══ Source data ══
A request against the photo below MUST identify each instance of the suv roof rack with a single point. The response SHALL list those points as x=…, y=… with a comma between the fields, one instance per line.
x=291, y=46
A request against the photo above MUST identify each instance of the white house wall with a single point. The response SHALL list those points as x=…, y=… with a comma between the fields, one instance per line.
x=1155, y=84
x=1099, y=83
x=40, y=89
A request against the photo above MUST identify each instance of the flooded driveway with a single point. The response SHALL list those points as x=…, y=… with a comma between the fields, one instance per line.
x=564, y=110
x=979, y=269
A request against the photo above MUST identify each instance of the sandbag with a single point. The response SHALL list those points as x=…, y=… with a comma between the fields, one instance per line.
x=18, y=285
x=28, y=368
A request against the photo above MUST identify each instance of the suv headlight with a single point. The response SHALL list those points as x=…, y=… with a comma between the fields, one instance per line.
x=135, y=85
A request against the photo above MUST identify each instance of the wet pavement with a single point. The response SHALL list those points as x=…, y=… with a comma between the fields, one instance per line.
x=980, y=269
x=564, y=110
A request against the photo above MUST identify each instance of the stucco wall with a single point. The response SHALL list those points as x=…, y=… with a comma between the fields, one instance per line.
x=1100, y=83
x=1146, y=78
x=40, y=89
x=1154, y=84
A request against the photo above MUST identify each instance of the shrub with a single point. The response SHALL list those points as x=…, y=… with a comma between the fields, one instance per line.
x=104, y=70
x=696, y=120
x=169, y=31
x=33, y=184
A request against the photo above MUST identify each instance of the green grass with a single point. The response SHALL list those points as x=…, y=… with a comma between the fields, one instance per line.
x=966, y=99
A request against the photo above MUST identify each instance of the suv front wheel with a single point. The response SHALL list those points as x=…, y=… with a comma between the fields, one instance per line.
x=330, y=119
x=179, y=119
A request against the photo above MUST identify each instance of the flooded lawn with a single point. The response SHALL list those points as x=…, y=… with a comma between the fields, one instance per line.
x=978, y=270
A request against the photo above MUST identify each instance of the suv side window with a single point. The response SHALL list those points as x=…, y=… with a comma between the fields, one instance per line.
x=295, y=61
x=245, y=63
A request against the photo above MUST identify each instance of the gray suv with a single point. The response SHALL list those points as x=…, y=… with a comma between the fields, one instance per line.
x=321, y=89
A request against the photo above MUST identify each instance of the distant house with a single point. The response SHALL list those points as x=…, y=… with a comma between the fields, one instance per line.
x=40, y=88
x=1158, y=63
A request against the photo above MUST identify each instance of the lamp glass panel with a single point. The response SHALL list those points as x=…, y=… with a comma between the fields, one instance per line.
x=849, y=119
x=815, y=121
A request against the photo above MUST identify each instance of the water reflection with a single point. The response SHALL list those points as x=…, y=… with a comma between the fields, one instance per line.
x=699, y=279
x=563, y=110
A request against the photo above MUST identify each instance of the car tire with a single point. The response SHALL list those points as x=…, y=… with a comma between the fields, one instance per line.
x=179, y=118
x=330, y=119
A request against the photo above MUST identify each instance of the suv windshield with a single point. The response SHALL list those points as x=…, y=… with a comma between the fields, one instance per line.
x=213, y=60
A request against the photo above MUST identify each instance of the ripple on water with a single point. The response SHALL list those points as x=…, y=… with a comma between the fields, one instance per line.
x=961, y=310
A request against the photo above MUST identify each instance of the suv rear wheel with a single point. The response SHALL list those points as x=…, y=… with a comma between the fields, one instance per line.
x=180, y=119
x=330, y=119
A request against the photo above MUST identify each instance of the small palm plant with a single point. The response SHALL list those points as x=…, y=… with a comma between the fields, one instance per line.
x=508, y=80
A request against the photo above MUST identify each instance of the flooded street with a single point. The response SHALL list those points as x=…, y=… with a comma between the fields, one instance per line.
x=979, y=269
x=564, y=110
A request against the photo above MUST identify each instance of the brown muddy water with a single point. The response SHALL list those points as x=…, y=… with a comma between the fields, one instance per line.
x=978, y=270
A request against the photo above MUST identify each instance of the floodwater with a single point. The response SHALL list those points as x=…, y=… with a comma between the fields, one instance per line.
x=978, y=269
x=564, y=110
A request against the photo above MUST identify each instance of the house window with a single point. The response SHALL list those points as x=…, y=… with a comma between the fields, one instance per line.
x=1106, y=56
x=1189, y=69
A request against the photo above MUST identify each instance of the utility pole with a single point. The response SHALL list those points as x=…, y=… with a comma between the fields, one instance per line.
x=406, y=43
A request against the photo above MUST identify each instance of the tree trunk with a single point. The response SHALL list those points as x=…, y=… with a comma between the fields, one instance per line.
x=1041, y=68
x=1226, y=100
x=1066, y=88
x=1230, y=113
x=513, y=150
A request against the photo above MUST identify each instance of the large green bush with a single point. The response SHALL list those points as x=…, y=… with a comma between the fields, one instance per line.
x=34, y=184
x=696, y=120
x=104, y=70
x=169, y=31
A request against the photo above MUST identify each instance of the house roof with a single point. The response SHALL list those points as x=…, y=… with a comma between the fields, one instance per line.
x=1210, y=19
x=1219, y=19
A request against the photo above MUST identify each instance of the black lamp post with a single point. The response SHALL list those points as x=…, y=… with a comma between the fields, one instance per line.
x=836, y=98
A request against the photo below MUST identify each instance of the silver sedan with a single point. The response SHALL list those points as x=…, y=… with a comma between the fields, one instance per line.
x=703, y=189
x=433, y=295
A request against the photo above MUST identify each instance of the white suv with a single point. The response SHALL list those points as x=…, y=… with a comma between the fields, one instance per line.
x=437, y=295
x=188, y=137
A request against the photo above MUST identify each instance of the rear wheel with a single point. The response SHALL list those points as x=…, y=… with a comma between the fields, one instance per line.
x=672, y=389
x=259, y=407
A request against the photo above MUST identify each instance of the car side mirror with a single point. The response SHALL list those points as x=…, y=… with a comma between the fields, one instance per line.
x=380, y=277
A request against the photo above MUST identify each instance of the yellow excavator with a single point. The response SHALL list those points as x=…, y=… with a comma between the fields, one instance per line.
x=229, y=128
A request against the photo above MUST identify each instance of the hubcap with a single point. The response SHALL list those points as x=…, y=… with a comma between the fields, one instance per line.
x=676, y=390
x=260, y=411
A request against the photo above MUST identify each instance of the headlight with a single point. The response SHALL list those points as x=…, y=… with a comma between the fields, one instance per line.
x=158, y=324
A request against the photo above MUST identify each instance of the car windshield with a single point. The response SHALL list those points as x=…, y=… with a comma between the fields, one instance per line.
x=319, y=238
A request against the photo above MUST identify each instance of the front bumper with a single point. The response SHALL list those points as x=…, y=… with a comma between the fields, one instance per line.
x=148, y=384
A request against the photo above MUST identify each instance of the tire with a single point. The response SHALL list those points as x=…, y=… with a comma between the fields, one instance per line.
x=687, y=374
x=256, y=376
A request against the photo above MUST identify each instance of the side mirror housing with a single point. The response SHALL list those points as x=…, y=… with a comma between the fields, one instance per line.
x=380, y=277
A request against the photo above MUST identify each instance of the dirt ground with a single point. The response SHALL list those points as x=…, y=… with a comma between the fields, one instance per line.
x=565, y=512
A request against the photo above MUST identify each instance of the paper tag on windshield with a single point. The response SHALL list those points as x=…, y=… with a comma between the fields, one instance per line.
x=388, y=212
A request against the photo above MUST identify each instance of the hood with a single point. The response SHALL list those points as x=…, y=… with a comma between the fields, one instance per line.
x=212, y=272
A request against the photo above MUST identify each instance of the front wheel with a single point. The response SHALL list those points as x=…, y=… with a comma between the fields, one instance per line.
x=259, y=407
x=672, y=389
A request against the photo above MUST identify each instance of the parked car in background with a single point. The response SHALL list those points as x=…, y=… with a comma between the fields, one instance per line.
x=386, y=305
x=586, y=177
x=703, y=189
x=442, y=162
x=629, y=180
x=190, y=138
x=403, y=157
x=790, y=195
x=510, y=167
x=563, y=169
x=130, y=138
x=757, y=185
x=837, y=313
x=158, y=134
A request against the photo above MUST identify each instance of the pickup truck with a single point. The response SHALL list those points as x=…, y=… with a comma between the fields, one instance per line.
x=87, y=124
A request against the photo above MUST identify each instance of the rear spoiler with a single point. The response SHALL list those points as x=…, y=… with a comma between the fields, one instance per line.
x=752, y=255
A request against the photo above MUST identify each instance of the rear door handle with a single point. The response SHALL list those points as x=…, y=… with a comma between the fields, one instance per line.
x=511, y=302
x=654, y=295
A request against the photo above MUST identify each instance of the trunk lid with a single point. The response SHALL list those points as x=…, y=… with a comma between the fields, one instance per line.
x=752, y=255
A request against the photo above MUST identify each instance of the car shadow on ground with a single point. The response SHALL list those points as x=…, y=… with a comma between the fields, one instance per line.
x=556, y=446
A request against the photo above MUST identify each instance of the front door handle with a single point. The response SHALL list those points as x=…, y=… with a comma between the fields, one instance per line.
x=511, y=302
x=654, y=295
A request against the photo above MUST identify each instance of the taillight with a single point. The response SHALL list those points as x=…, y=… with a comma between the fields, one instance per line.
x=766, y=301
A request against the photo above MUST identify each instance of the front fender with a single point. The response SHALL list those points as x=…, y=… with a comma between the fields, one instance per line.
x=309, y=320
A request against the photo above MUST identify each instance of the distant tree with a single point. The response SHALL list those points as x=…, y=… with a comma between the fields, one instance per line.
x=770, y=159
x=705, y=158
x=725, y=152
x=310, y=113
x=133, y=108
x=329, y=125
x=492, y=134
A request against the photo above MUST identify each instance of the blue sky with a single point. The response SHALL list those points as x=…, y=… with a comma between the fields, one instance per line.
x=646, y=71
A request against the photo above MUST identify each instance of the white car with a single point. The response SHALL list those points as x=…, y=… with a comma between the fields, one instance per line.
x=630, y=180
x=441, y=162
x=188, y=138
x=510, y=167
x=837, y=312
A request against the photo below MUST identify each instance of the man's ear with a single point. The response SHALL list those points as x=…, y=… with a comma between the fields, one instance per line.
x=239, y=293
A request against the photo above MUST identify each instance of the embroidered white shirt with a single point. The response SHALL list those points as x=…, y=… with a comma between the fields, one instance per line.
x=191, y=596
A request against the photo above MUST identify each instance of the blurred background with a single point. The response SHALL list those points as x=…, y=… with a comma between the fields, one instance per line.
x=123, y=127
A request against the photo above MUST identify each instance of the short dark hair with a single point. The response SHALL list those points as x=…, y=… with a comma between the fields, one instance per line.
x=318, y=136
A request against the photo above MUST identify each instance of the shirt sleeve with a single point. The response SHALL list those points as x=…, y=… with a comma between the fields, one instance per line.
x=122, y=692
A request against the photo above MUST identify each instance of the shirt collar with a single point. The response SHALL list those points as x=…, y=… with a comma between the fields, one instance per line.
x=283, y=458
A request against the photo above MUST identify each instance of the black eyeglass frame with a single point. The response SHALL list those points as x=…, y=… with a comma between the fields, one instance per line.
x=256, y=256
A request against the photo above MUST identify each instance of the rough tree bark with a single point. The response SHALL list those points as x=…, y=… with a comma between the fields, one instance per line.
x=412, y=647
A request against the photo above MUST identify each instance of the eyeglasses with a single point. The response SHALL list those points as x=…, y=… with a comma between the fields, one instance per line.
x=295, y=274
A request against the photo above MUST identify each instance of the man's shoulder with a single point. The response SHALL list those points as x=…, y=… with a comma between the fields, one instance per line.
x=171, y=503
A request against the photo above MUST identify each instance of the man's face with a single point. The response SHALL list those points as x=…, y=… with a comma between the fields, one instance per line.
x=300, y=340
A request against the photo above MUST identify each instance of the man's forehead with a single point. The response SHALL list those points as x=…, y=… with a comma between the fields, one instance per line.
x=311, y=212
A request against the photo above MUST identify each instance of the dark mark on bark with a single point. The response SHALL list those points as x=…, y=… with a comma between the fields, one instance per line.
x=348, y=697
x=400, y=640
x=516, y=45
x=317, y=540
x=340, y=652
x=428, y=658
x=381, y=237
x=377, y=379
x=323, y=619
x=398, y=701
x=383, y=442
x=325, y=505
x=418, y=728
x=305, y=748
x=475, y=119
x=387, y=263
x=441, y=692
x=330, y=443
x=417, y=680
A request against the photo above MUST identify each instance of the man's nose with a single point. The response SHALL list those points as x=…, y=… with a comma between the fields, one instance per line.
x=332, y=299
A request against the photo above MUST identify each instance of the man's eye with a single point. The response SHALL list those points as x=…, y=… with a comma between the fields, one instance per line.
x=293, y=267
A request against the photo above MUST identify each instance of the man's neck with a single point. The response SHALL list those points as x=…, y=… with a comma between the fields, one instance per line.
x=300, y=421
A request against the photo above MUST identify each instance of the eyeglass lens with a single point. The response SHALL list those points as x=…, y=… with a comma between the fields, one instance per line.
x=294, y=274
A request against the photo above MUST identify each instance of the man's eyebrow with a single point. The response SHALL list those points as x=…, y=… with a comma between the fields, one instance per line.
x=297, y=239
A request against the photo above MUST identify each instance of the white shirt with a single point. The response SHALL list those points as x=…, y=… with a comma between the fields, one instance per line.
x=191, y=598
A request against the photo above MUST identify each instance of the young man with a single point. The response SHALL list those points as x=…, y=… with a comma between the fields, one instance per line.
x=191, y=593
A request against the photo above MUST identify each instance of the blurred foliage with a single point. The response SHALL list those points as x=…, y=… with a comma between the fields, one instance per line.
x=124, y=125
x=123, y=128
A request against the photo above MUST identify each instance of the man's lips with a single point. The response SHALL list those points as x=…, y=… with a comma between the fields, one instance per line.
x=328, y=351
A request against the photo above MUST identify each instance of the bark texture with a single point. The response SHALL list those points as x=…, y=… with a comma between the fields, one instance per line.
═══
What this task involves:
Copy out the lines above word for word, from the one containing "the flooded lawn" down through the one containing "x=321, y=89", both included.

Solved exercise:
A request against the photo above MUST identify each instance of the flooded lawn with a single point. The response SHALL list those points as x=…, y=… with a comma between the fields, one instance per line.
x=978, y=270
A request against the photo above MUST identify each instance of the suv side window with a single point. The response SHALL list those points as x=…, y=… with a comma between the fields, one instance per line.
x=295, y=61
x=245, y=63
A request against the photo above MUST identify each instance of the gray suv with a single point. The response SHALL list those points as x=…, y=… with a comma between the fields, one instance per line.
x=321, y=89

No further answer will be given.